Entries taken from a collection:
::::
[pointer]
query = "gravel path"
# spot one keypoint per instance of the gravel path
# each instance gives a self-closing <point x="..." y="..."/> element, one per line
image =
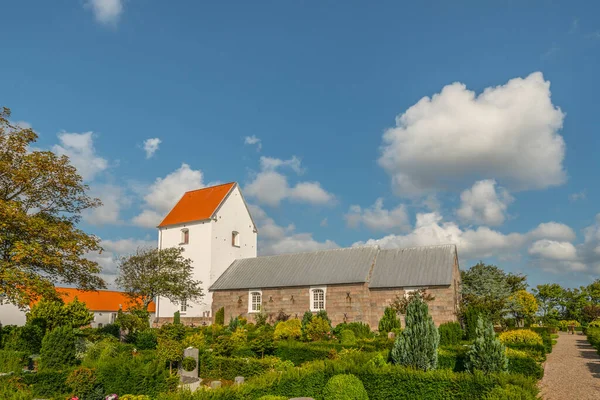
<point x="572" y="370"/>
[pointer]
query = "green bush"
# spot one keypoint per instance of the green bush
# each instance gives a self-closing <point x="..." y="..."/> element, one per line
<point x="347" y="337"/>
<point x="389" y="321"/>
<point x="344" y="387"/>
<point x="450" y="333"/>
<point x="189" y="364"/>
<point x="417" y="346"/>
<point x="220" y="316"/>
<point x="13" y="361"/>
<point x="58" y="349"/>
<point x="487" y="354"/>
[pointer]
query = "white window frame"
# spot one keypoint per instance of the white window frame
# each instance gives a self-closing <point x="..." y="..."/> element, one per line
<point x="183" y="306"/>
<point x="185" y="231"/>
<point x="252" y="303"/>
<point x="312" y="298"/>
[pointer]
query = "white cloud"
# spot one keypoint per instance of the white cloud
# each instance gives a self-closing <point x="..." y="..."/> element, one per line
<point x="276" y="239"/>
<point x="253" y="140"/>
<point x="151" y="145"/>
<point x="79" y="147"/>
<point x="113" y="200"/>
<point x="483" y="204"/>
<point x="509" y="133"/>
<point x="553" y="250"/>
<point x="270" y="186"/>
<point x="164" y="193"/>
<point x="106" y="12"/>
<point x="378" y="218"/>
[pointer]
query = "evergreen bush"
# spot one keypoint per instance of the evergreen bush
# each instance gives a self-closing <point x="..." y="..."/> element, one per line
<point x="389" y="321"/>
<point x="487" y="354"/>
<point x="344" y="387"/>
<point x="450" y="333"/>
<point x="58" y="349"/>
<point x="220" y="316"/>
<point x="417" y="346"/>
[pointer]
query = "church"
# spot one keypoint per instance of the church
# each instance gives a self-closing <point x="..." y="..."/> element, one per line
<point x="216" y="229"/>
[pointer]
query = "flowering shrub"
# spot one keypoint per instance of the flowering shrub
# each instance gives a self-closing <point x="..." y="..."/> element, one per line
<point x="521" y="336"/>
<point x="290" y="329"/>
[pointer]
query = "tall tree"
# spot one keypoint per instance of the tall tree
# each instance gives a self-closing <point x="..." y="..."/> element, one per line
<point x="41" y="200"/>
<point x="150" y="273"/>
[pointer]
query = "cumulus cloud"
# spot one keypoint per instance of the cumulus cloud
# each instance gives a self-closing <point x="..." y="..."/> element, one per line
<point x="164" y="193"/>
<point x="270" y="186"/>
<point x="151" y="146"/>
<point x="484" y="204"/>
<point x="106" y="12"/>
<point x="253" y="140"/>
<point x="508" y="132"/>
<point x="378" y="218"/>
<point x="114" y="199"/>
<point x="79" y="147"/>
<point x="276" y="239"/>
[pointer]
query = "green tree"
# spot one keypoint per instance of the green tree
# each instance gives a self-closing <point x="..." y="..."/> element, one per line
<point x="549" y="297"/>
<point x="417" y="345"/>
<point x="389" y="321"/>
<point x="486" y="354"/>
<point x="150" y="273"/>
<point x="42" y="198"/>
<point x="522" y="305"/>
<point x="58" y="349"/>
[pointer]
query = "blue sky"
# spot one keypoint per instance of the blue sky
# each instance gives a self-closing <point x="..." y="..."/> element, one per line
<point x="316" y="109"/>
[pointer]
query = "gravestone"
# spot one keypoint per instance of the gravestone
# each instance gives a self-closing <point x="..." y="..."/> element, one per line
<point x="189" y="352"/>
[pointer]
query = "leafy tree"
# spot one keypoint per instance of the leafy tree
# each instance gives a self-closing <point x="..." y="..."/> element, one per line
<point x="549" y="297"/>
<point x="417" y="345"/>
<point x="58" y="349"/>
<point x="150" y="273"/>
<point x="389" y="321"/>
<point x="170" y="351"/>
<point x="486" y="354"/>
<point x="523" y="305"/>
<point x="401" y="302"/>
<point x="41" y="200"/>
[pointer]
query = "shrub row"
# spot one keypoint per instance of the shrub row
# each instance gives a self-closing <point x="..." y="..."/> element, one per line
<point x="13" y="361"/>
<point x="390" y="382"/>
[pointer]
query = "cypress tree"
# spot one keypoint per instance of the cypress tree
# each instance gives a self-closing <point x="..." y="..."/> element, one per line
<point x="417" y="345"/>
<point x="486" y="354"/>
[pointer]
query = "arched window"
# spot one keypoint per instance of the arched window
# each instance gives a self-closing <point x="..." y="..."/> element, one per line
<point x="254" y="301"/>
<point x="185" y="236"/>
<point x="317" y="299"/>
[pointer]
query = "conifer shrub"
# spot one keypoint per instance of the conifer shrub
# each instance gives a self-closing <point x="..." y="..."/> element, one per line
<point x="344" y="387"/>
<point x="417" y="346"/>
<point x="487" y="354"/>
<point x="220" y="316"/>
<point x="389" y="321"/>
<point x="450" y="333"/>
<point x="58" y="349"/>
<point x="290" y="329"/>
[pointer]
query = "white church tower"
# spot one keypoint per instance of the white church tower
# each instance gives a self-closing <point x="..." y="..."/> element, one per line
<point x="215" y="227"/>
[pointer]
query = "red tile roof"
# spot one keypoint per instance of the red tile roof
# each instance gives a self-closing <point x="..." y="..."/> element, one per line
<point x="197" y="205"/>
<point x="101" y="300"/>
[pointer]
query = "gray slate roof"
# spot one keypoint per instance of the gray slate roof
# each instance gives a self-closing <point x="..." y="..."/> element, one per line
<point x="415" y="266"/>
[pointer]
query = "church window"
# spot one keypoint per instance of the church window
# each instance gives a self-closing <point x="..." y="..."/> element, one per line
<point x="317" y="299"/>
<point x="255" y="301"/>
<point x="185" y="236"/>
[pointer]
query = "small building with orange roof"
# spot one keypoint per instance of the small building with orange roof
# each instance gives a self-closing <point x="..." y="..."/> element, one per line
<point x="214" y="226"/>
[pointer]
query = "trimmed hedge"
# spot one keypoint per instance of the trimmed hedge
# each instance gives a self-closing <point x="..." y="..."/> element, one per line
<point x="391" y="382"/>
<point x="13" y="361"/>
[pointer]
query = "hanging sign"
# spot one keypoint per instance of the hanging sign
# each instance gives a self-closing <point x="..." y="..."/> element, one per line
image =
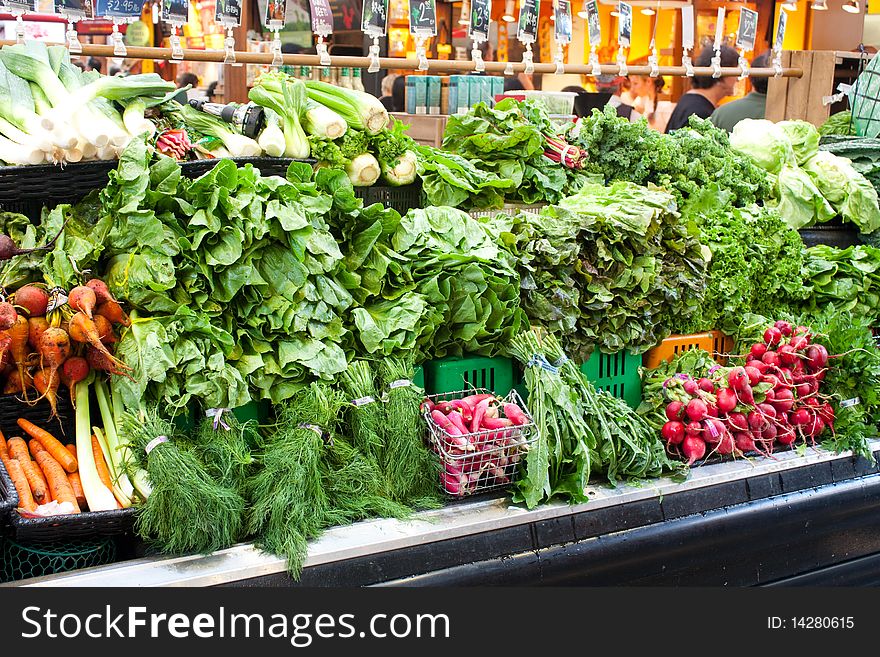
<point x="374" y="18"/>
<point x="748" y="29"/>
<point x="119" y="9"/>
<point x="624" y="24"/>
<point x="527" y="30"/>
<point x="562" y="27"/>
<point x="478" y="29"/>
<point x="423" y="18"/>
<point x="175" y="11"/>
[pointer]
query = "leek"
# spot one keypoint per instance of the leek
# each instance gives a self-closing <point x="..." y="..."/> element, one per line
<point x="238" y="145"/>
<point x="359" y="109"/>
<point x="322" y="121"/>
<point x="271" y="138"/>
<point x="98" y="496"/>
<point x="363" y="170"/>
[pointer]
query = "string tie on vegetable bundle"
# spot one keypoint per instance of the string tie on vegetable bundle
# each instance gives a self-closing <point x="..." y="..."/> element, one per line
<point x="217" y="414"/>
<point x="155" y="442"/>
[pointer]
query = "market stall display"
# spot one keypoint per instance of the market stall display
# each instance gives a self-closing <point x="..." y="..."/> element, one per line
<point x="235" y="285"/>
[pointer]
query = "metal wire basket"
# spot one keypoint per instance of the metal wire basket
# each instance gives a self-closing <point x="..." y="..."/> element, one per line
<point x="483" y="460"/>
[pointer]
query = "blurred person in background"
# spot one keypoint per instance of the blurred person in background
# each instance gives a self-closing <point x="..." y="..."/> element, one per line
<point x="752" y="106"/>
<point x="706" y="92"/>
<point x="385" y="89"/>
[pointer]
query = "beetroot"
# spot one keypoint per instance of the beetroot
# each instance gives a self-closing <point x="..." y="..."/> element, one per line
<point x="693" y="448"/>
<point x="673" y="432"/>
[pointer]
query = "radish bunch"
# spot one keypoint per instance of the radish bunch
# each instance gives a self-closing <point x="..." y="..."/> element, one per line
<point x="774" y="398"/>
<point x="480" y="439"/>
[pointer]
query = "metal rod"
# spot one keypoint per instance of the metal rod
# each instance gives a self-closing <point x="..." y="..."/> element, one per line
<point x="399" y="63"/>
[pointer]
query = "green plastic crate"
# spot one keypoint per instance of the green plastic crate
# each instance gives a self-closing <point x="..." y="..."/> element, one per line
<point x="453" y="374"/>
<point x="617" y="373"/>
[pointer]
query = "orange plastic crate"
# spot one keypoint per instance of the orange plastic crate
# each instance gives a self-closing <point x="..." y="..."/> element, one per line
<point x="675" y="344"/>
<point x="721" y="345"/>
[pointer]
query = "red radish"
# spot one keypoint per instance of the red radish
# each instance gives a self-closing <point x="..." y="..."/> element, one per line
::::
**Directions**
All lines from the beginning of the entries above to the line containing "# spot one keypoint per instance of the green bush", inclusive, should be printed exactly, apart from the pictures.

**Exercise answer**
[pointer]
query = "gravel path"
# spot one keypoint per instance of the gravel path
# each instance gives a self-closing <point x="..." y="..."/> element, one per line
image =
<point x="572" y="370"/>
[pointer]
query = "green bush"
# spot one keypoint per instance of the green bush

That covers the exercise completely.